- TEXT BLOCK -
◇ ◇ ◇ ◇ ◇ ◇ ◇

Tuesday, June 29, 2010

NL All-Star Ballot

I released my AL All-Star Ballot about two weeks ago on my site, and yeah, I've been thinking about doing this one for a while, but I've been lazy. Sue me. Before we go into this, I want to reassure everyone that I put my hometown Dodger bias aside for this one.

Stats: Runs/Home Runs/RBI/Steals/Average

My 2010 NL All-Star Ballot

First Base: James Loney (just kidding) Albert Pujols, St. Louis Cardinals. 41/16/52/7/.305

Analysis: Yes, Joey Votto is keeping up with Albert in basically every category this season, maybe even surpassing him in OPS, but the fact remains that Pujols is the most feared hitter in baseball. He has been walked intentionally more times than anyone else in the major leagues, and his BB:K ratio is 55:40. He isn't having his vintage Pujols year, as he's batting a low (for him) .305 with "only" 16 home runs. Baseball fans have come to expect much more than this from him, but that doesn't mean that he's not having an MVP-Caliber year. His glove is still one of the best at first base, and he's seemingly also added a little bit of speed to his game, as evidenced by the seven stolen bases this year. This guy is a lock for another top-5 MVP spot.
Bench: Adrian Gonzalez (SD), Joey Votto (CIN)

Second Base: Martin Prado, Atlanta Braves 54/7/32/3/.331

Analysis: Normally this spot is just kind of an automatic Chase Utley position, but this year not only is he currently injured, but he also has had a bit of a down year, batting .277. Anyway, enough about him. Prado has really come out of nowhere this year to be the current NL batting leader, provide a spark at the top of the Braves' lineup, and pretty much be a swiss army knife-type of player that Bobby Cox can really put anywhere on the infield (although he has yet to play shortstop). He might not run as much as a prototypical second baseman would, but nowadays, if a team can get ANYTHING out of a second-base position, it gives them a very good chance to field a winning team.
Bench: Brandon Phillips (CIN), Rickie Weeks (MIL)

Third Base: David Wright, New York Mets 43/14/61/13/.303

Analysis: He's bounced back nicely from a weird year in which he only hit 10 home runs after averaging around 28 in his previous four years of being in the majors, much to the relief of Mets fans and Wright's fantasy owners alike. He's still striking out at an amazing clip, but it seems like strikeouts are becoming much more accepted as long as the hitter can still hit for average, and that's what he is doing. The only argument I have for him being here instead of Scott Rolen is because of the stolen bases. Rolen has pretty much identical numbers, but trails Wright in RBI and SB. He has hit three more home runs than Wright, but the gap in stolen bases is too wide for three homers to make much of a difference in this argument.

◇ ◇ ◇ ◇ ◇ ◇ ◇

- WRITTEN INSTRUCTION A -
According to the NL All-Star ballot, what is Albert Pujols's BB:K ratio?

◇ ◇ ◇ ◇ ◇ ◇ ◇

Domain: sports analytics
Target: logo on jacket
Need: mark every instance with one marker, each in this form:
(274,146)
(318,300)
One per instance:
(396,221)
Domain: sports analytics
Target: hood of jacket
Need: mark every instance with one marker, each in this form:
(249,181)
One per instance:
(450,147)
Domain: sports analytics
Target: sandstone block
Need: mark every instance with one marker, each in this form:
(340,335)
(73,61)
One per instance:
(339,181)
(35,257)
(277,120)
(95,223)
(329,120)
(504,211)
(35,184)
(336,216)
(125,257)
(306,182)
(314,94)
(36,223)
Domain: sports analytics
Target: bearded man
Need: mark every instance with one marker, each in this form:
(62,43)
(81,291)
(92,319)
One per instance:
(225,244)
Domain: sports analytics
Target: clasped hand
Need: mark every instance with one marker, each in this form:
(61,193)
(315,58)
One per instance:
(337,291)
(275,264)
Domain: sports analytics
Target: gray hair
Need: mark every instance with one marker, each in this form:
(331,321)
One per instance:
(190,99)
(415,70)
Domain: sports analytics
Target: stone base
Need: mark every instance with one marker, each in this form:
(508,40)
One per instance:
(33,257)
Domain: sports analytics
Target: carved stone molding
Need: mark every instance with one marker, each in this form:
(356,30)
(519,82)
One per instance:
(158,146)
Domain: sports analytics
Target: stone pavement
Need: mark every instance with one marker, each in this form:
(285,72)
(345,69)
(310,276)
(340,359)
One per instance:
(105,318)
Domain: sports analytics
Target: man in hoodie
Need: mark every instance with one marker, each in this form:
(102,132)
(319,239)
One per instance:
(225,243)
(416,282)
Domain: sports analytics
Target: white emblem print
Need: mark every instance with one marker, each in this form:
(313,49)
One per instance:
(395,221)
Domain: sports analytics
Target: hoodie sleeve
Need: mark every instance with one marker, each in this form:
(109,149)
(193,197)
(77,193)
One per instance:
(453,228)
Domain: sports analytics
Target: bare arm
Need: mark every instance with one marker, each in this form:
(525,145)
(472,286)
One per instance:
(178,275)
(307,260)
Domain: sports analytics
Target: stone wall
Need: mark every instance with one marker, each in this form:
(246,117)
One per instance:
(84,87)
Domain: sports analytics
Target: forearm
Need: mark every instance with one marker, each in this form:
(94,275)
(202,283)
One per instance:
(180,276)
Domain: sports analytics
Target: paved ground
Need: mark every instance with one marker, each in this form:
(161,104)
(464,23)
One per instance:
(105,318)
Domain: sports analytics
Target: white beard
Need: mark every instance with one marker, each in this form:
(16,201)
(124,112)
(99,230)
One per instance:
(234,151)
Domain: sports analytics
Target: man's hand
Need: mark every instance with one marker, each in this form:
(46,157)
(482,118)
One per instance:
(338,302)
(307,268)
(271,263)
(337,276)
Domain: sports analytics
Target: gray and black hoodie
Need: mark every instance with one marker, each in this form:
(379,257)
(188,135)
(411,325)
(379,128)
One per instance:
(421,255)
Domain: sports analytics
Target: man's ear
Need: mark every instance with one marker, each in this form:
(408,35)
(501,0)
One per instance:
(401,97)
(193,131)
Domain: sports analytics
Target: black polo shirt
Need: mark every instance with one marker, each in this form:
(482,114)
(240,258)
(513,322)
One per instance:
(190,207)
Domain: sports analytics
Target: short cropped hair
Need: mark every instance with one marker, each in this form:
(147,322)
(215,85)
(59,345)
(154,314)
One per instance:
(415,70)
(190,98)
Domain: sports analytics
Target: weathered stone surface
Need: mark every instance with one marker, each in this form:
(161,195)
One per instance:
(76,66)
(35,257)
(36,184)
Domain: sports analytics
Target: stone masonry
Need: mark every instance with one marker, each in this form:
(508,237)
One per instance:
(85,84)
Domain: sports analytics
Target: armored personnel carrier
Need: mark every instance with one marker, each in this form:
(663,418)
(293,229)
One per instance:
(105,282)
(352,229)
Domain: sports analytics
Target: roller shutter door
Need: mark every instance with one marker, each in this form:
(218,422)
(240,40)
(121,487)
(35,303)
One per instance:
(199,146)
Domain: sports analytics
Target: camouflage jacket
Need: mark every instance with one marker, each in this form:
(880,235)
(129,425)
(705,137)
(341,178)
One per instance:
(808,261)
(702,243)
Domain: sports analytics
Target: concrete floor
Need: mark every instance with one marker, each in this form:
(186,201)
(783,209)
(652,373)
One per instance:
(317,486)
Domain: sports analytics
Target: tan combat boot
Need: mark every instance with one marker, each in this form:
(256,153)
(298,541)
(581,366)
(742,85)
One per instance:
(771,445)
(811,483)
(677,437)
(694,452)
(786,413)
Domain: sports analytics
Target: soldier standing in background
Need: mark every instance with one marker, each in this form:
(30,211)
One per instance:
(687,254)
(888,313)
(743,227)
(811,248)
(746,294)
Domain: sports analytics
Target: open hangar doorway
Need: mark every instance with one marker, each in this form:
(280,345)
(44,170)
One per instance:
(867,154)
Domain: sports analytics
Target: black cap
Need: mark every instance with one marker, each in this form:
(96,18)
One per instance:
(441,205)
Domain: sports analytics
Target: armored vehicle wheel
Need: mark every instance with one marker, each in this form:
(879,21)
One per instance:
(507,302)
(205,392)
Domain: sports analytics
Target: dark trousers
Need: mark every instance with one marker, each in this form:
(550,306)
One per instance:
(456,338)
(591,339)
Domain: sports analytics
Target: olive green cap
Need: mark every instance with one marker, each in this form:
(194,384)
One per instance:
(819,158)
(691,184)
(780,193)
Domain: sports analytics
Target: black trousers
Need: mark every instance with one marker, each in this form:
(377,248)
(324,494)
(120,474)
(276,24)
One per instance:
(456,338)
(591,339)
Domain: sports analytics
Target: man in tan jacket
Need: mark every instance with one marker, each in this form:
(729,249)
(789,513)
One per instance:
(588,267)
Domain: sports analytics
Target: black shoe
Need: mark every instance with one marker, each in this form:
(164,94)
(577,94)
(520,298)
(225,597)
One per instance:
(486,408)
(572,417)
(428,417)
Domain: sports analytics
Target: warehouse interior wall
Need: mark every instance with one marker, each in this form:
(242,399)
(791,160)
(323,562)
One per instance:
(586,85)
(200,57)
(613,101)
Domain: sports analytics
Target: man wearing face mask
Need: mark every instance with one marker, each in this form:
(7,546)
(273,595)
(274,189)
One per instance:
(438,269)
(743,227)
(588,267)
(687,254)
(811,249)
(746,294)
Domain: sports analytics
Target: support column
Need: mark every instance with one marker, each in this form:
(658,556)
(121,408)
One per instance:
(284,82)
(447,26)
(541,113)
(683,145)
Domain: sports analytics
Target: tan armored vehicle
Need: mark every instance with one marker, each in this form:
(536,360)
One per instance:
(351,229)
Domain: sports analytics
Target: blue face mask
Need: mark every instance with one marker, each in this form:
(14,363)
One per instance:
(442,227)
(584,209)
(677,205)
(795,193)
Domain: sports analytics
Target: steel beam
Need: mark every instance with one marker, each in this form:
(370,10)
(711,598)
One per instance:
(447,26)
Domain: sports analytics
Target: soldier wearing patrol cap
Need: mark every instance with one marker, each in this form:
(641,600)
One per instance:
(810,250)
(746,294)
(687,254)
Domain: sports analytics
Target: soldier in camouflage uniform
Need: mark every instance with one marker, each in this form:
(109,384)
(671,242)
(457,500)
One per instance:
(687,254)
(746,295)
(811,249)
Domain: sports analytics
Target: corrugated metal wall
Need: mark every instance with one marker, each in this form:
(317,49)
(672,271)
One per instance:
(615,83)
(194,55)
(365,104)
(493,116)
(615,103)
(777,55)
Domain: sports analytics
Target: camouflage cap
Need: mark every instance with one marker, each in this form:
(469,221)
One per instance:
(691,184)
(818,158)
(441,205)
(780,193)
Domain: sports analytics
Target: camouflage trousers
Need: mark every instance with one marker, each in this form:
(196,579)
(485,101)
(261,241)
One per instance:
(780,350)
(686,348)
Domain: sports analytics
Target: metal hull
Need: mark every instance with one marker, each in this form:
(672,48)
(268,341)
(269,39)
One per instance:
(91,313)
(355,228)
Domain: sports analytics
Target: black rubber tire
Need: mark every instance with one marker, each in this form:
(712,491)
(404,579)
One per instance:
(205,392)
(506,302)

◇ ◇ ◇ ◇ ◇ ◇ ◇

- WRITTEN INSTRUCTION B -
Gather every line of the rows that contains the string "trousers". Case counts.

- FINAL RESULT A -
55:40

- FINAL RESULT B -
Target: dark trousers
Target: black trousers
Target: camouflage trousers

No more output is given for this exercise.